● **Excerpt to read**
————————

Wednesday, July 09, 2008

Obama Doesn't Get It

July 9, 2008, 7:00 a.m., 10:15 a.m.

Senator Obama's announcement that he was going to abandon his support for public financing of presidential campaigns -- at least so far as his own campaign was concerned -- (along with the $85 million it would have provided) was the first worrisome hint that we might be in for a number of other seeming changes as well. Surrogates rushed to reassure us that he was holding to his position, just using a different kind of "public financing" -- namely our small contributions -- as a matter of a pragmatic winning (and very expensive) strategy. This was a special case, we were told.

Well, it wasn't. Since then our initial concerns have been played out -- big time. I've been blogging about it since June 22.

Nicholas Johnson, "Change We Can No Longer Believe In," June 22, 2008.

Nicholas Johnson, "Holding Obama's Feet to the Fireside Chat," June 24, 2008.

Nicholas Johnson, "The Bundling Business," June 26, 2008.

Nicholas Johnson, "Will the Real Obama Stand Up -- For Us?" June 27, 2008.

Nicholas Johnson, "Pragmatic Idealism," June 28, 2008.

Nicholas Johnson, "Obama's Geometry: Triangulation," June 30, 2008.

Nicholas Johnson, "Obama's Move to Right Shows Self-Defeating Weakness," July 1, 2008.

Nicholas Johnson, "Obama's Telephone Switch," July 3, 2008.

Nicholas Johnson, "'Producing' a President," July 5, 2008.

————————

● **Given records**
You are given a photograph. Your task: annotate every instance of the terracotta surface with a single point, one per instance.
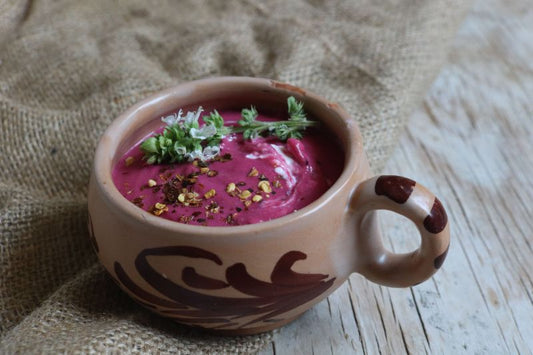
(252, 278)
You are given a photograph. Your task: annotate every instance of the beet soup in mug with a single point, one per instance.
(230, 167)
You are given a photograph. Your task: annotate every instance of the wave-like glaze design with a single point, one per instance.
(286, 291)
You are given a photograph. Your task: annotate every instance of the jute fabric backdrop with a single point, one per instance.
(68, 68)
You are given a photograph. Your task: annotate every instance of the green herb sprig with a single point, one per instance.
(184, 140)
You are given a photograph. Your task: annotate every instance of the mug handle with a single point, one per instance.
(411, 200)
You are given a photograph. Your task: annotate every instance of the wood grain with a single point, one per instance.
(471, 143)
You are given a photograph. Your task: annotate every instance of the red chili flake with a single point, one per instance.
(138, 201)
(225, 157)
(171, 190)
(230, 219)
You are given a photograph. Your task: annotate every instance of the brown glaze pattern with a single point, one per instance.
(437, 218)
(397, 188)
(285, 291)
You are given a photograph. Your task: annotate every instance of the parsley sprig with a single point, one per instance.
(184, 140)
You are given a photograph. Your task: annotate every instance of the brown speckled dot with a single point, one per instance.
(396, 188)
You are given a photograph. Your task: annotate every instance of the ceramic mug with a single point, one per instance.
(253, 278)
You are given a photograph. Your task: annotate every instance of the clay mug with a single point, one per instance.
(253, 278)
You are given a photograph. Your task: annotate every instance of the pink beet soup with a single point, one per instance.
(251, 181)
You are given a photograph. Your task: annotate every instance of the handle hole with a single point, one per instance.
(400, 234)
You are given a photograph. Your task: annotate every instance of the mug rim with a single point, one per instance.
(115, 134)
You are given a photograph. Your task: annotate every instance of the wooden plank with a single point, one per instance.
(471, 143)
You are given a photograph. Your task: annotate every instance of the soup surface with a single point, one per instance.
(251, 181)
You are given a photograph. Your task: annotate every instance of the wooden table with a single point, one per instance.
(470, 142)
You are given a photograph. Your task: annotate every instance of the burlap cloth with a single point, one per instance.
(67, 68)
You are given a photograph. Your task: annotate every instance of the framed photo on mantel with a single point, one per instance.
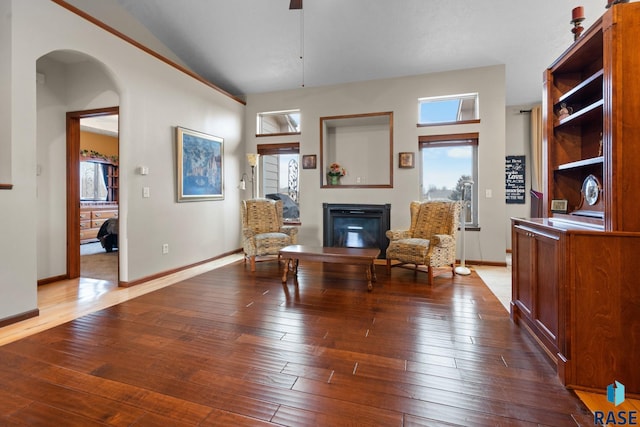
(406, 160)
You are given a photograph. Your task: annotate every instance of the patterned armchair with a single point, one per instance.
(430, 241)
(263, 232)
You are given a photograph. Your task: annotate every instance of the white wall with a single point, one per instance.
(153, 99)
(400, 96)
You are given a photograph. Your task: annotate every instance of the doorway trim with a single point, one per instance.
(73, 184)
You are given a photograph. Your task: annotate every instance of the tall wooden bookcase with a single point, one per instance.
(575, 285)
(597, 80)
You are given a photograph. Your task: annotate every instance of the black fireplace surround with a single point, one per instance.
(356, 226)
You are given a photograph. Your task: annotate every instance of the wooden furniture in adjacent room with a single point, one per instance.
(358, 256)
(575, 287)
(91, 218)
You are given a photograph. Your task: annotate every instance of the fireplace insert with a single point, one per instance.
(356, 226)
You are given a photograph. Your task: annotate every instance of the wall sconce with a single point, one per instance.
(243, 182)
(253, 162)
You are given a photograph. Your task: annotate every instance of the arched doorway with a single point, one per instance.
(71, 86)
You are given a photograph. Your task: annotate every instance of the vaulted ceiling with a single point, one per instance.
(254, 46)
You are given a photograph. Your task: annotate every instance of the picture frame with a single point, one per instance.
(309, 161)
(406, 160)
(200, 166)
(559, 206)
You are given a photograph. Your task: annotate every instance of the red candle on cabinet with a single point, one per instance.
(577, 13)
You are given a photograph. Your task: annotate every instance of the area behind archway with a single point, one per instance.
(67, 81)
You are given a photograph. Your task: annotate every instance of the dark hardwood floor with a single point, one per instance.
(230, 347)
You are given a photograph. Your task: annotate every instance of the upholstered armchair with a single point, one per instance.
(263, 232)
(430, 240)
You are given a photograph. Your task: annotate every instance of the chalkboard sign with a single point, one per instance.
(515, 179)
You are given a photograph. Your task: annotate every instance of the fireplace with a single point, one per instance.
(356, 226)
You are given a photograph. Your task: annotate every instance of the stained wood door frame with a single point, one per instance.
(73, 184)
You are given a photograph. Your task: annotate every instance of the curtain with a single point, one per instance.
(104, 171)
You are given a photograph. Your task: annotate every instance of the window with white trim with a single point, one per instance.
(278, 122)
(447, 161)
(279, 176)
(450, 109)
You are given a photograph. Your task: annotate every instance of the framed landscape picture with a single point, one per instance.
(199, 166)
(309, 161)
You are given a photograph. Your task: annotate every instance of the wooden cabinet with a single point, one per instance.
(575, 288)
(596, 81)
(91, 219)
(538, 291)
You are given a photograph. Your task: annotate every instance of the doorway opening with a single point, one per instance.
(92, 194)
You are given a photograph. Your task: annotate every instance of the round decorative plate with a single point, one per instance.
(591, 190)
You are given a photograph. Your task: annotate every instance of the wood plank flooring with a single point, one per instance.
(230, 347)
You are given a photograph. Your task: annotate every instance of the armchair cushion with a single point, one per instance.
(431, 238)
(263, 232)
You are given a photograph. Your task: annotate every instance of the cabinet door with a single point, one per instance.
(522, 268)
(547, 296)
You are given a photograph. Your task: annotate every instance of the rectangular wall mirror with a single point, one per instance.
(362, 145)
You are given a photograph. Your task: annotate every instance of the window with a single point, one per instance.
(448, 109)
(92, 181)
(278, 122)
(279, 169)
(447, 161)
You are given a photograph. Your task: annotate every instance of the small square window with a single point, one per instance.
(448, 109)
(278, 122)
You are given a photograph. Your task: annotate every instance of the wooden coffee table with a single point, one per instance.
(359, 256)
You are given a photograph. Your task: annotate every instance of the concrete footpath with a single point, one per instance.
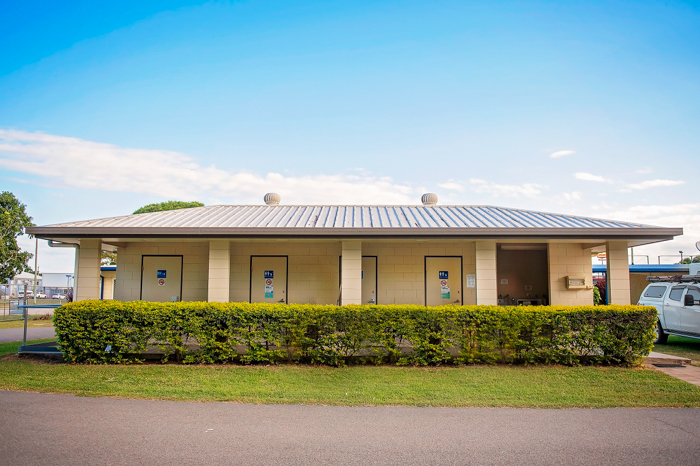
(33, 333)
(61, 429)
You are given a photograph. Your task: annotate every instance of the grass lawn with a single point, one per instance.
(684, 347)
(538, 386)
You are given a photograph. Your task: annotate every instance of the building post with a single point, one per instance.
(87, 272)
(486, 282)
(219, 282)
(351, 273)
(618, 276)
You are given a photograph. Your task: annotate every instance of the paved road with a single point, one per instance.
(42, 429)
(15, 334)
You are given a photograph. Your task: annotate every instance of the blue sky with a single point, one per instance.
(587, 108)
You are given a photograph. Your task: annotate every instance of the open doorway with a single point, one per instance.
(522, 274)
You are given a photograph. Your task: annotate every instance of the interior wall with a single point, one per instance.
(638, 281)
(569, 259)
(521, 269)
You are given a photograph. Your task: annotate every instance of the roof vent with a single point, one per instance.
(429, 199)
(272, 199)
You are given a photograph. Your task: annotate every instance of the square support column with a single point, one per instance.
(219, 271)
(87, 270)
(486, 283)
(618, 279)
(351, 272)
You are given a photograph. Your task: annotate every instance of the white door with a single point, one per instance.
(443, 281)
(268, 279)
(369, 280)
(161, 278)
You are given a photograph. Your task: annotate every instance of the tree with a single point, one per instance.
(110, 258)
(169, 205)
(13, 223)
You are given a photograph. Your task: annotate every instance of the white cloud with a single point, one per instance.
(686, 216)
(591, 177)
(452, 186)
(73, 162)
(572, 196)
(504, 190)
(561, 153)
(655, 184)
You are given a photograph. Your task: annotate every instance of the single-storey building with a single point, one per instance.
(328, 254)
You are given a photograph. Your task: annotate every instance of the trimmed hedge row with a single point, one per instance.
(116, 332)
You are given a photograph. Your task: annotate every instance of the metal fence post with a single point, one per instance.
(24, 339)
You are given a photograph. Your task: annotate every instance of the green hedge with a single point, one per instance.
(116, 332)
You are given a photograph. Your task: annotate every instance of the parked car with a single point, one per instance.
(677, 302)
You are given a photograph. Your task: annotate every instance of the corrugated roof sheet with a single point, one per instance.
(349, 217)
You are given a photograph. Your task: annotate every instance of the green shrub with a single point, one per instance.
(119, 332)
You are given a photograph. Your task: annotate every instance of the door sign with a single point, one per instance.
(445, 292)
(269, 289)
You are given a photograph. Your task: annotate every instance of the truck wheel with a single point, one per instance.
(661, 337)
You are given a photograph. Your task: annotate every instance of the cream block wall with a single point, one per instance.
(569, 259)
(195, 268)
(351, 266)
(618, 279)
(313, 269)
(219, 271)
(87, 281)
(486, 276)
(401, 268)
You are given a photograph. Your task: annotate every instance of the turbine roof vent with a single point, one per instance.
(272, 199)
(429, 199)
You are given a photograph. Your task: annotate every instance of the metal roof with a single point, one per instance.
(333, 220)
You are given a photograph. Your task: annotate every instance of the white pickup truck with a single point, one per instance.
(677, 301)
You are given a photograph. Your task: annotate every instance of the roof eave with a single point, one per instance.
(175, 232)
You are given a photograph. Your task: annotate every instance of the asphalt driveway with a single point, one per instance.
(62, 429)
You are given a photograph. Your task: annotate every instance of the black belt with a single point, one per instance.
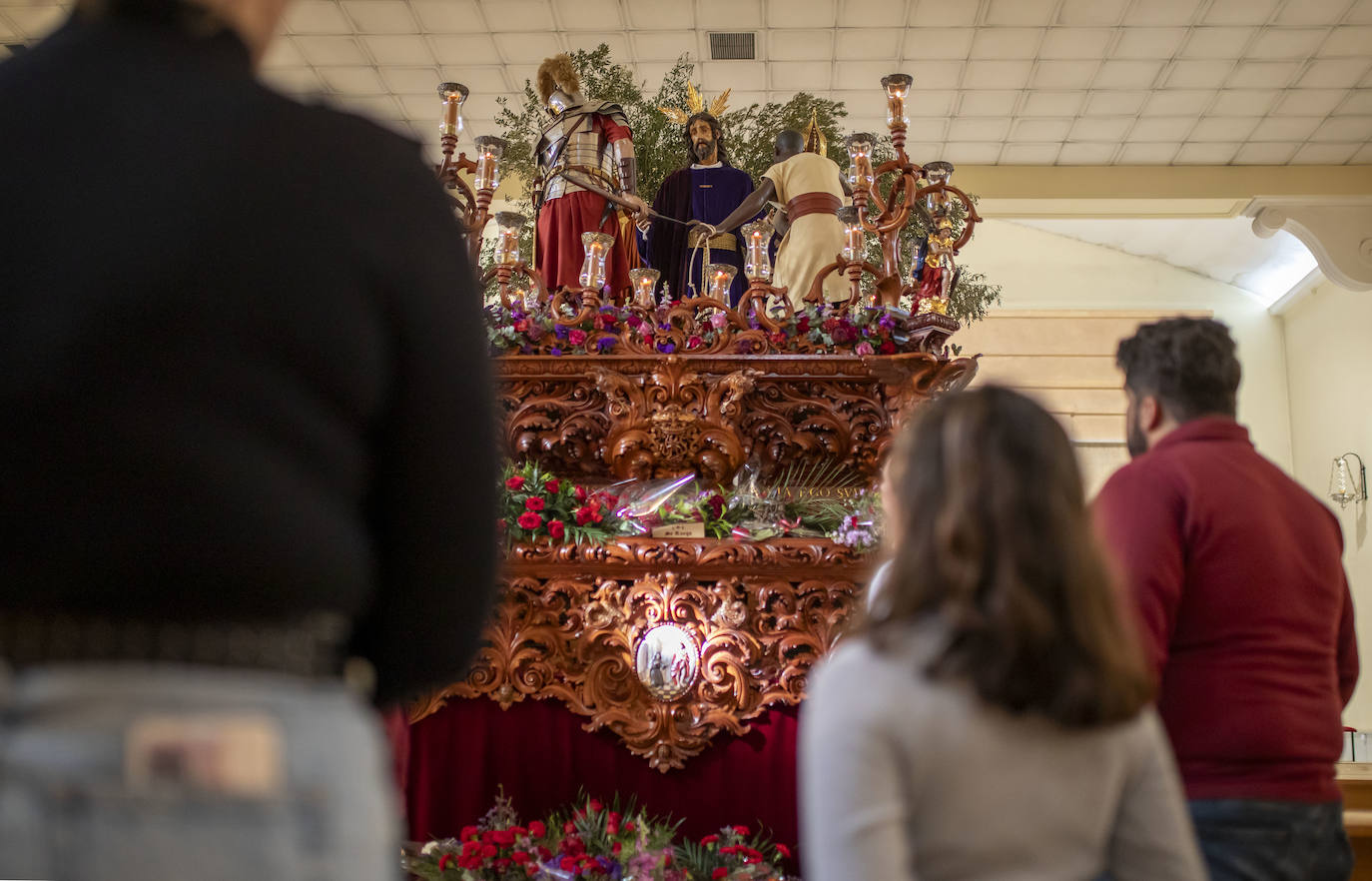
(309, 648)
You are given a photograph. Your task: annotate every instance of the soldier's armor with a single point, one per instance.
(572, 142)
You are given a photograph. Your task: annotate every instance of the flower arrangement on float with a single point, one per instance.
(538, 506)
(593, 841)
(617, 330)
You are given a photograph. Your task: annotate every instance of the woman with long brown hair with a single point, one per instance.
(990, 716)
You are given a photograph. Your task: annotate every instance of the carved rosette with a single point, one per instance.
(608, 418)
(661, 657)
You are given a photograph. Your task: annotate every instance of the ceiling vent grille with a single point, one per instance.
(733, 47)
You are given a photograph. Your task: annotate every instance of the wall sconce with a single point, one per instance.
(1343, 484)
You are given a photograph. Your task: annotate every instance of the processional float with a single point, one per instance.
(668, 388)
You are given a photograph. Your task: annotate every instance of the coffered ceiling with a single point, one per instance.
(998, 81)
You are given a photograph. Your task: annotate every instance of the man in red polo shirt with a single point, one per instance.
(1244, 611)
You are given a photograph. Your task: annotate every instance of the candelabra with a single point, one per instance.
(917, 190)
(473, 198)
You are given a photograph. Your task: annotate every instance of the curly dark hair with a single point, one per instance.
(715, 128)
(1187, 364)
(994, 540)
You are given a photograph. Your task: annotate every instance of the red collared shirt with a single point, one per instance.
(1246, 613)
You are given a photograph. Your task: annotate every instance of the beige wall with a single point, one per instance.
(1330, 371)
(1064, 304)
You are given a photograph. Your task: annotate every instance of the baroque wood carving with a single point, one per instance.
(666, 644)
(613, 418)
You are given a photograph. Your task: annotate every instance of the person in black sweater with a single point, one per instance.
(248, 425)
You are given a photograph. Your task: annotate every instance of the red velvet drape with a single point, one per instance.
(538, 751)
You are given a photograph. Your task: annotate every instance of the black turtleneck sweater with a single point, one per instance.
(242, 363)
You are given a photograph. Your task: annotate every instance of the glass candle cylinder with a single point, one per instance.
(854, 234)
(597, 249)
(645, 286)
(453, 95)
(721, 276)
(490, 150)
(859, 158)
(508, 225)
(898, 87)
(938, 173)
(756, 261)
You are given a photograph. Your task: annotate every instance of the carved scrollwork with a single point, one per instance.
(661, 657)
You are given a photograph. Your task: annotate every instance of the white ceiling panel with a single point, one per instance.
(1148, 43)
(1016, 81)
(1266, 153)
(1006, 41)
(993, 74)
(444, 17)
(1173, 102)
(868, 43)
(1038, 103)
(1078, 13)
(331, 51)
(1206, 154)
(1067, 43)
(988, 103)
(795, 46)
(1309, 102)
(464, 50)
(398, 50)
(792, 14)
(934, 43)
(1240, 11)
(381, 17)
(727, 14)
(361, 80)
(1244, 102)
(589, 14)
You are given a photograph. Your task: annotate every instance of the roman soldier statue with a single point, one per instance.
(586, 175)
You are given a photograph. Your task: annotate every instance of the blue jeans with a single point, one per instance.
(155, 771)
(1244, 840)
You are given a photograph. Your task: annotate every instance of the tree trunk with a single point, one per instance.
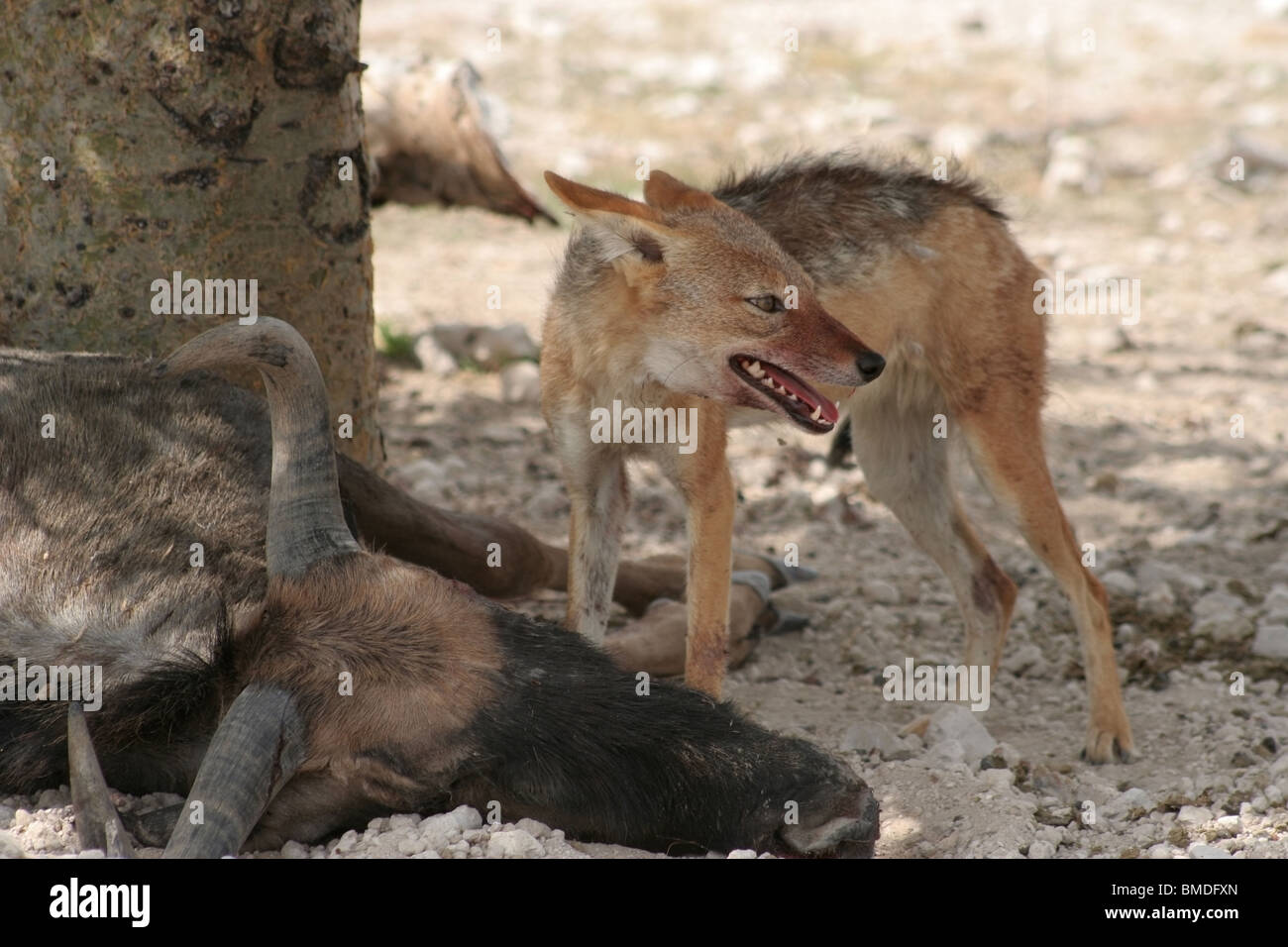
(136, 147)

————————

● **Problem statement**
In the blog post "Obama Doesn't Get It" above, reproduce the passage between "Well, it wasn't." and "June 24, 2008.", inclusive.

● **Complete answer**
Well, it wasn't. Since then our initial concerns have been played out -- big time. I've been blogging about it since June 22.

Nicholas Johnson, "Change We Can No Longer Believe In," June 22, 2008.

Nicholas Johnson, "Holding Obama's Feet to the Fireside Chat," June 24, 2008.